▶ [Aim a] Tally the lines in the listing below that contain the word "hair", and give only the number.

It is evident, therefore, that the time for the application of insecticides is the time when all the scalebugs are fixed, that is about the end of July or beginning of August. All previous application will clean the tree or plant only for a time, and does not prevent a more or less numerous immigration from the neighboring vegetation, especially if an ant-hill is not far off.

As to the insecticide, there are to be applied two very effective ones, each with its advantages and disadvantages.

1. Petroleum and its different preparations.

2. Lye or soap.

The petroleum is the best disinfectant. It can safely be applied to any cutting or stem, as long as it is not planted, but is one of the most invidious substances when applied to vegetation in the garden, or fields. If effectively applied, it can not be prevented from running down the bark of the tree and entering the ground, where every drop binds a certain amount of earth to an insoluble substance, in which state it remains for ever. With every application the quantity of these insoluble compounds is augmented and sterility added.

If I am not mistaken, it was near Antwerp--at least I am certain it was in Belgium--where the first experience of this kind is recorded.

In France, preparations of coal tar have been recommended and have been lately used in the form of a paint. May be that in this form the substance is not so apt to enter into combinations with the soil. At any rate, the method is of too recent a date to permit any conclusions about the final result of these applications, as the invidious nature of the substance produces, by gradual accumulation, its effects, which are not perceived until they are irreparable.

▶ [Aim b] Copy the passage on insecticides above between "As to the insecticide, there" and "and sterility added.", inclusive, replacing "bark" with "trunk".

(Entries for pointing and labeling)
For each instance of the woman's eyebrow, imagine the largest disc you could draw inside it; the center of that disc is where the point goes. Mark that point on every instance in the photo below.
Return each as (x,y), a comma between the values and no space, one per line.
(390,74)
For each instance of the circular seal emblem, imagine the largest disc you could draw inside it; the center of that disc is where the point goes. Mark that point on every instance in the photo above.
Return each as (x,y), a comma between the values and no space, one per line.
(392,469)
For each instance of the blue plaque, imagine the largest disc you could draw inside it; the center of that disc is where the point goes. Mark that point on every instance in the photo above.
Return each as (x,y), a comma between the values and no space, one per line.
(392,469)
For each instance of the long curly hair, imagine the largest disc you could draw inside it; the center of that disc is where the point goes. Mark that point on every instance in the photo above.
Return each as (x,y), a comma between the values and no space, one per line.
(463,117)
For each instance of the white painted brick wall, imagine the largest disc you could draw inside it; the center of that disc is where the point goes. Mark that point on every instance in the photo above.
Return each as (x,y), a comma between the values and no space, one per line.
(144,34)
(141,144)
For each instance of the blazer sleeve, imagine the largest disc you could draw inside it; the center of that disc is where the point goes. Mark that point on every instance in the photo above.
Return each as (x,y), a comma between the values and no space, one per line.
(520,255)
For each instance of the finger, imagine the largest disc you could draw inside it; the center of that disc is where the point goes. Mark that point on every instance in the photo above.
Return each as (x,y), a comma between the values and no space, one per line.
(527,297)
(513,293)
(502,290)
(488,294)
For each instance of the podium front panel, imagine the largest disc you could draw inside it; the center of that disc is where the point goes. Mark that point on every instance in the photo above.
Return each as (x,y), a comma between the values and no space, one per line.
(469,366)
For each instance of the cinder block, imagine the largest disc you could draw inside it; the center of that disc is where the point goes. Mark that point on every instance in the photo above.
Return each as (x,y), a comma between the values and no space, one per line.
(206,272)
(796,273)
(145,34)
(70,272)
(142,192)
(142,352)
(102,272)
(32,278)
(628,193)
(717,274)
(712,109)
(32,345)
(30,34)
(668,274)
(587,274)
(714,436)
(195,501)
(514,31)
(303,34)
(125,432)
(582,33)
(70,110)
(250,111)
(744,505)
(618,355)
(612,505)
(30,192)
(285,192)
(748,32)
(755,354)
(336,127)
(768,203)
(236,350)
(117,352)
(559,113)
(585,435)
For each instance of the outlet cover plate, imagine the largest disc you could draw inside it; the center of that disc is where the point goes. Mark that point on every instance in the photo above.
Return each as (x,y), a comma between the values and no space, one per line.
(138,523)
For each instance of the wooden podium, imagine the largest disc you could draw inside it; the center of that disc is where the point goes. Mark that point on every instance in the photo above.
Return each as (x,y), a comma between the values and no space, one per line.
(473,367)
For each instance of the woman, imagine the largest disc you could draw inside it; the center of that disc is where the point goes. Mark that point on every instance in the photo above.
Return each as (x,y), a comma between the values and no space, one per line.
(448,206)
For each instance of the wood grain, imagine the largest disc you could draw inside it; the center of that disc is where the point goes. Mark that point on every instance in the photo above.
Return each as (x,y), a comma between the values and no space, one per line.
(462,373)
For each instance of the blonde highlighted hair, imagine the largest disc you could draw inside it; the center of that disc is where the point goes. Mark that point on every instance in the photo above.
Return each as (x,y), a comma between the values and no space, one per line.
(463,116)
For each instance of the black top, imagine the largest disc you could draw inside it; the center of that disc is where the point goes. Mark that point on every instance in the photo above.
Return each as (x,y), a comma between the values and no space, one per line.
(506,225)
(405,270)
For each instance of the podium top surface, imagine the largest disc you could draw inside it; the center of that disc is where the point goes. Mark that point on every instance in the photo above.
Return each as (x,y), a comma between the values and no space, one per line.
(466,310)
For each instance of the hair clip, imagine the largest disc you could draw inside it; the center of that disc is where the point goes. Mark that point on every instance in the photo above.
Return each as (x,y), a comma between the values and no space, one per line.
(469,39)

▶ [Expected output a] 3

▶ [Expected output b]
As to the insecticide, there are to be applied two very effective ones, each with its advantages and disadvantages.

1. Petroleum and its different preparations.

2. Lye or soap.

The petroleum is the best disinfectant. It can safely be applied to any cutting or stem, as long as it is not planted, but is one of the most invidious substances when applied to vegetation in the garden, or fields. If effectively applied, it can not be prevented from running down the trunk of the tree and entering the ground, where every drop binds a certain amount of earth to an insoluble substance, in which state it remains for ever. With every application the quantity of these insoluble compounds is augmented and sterility added.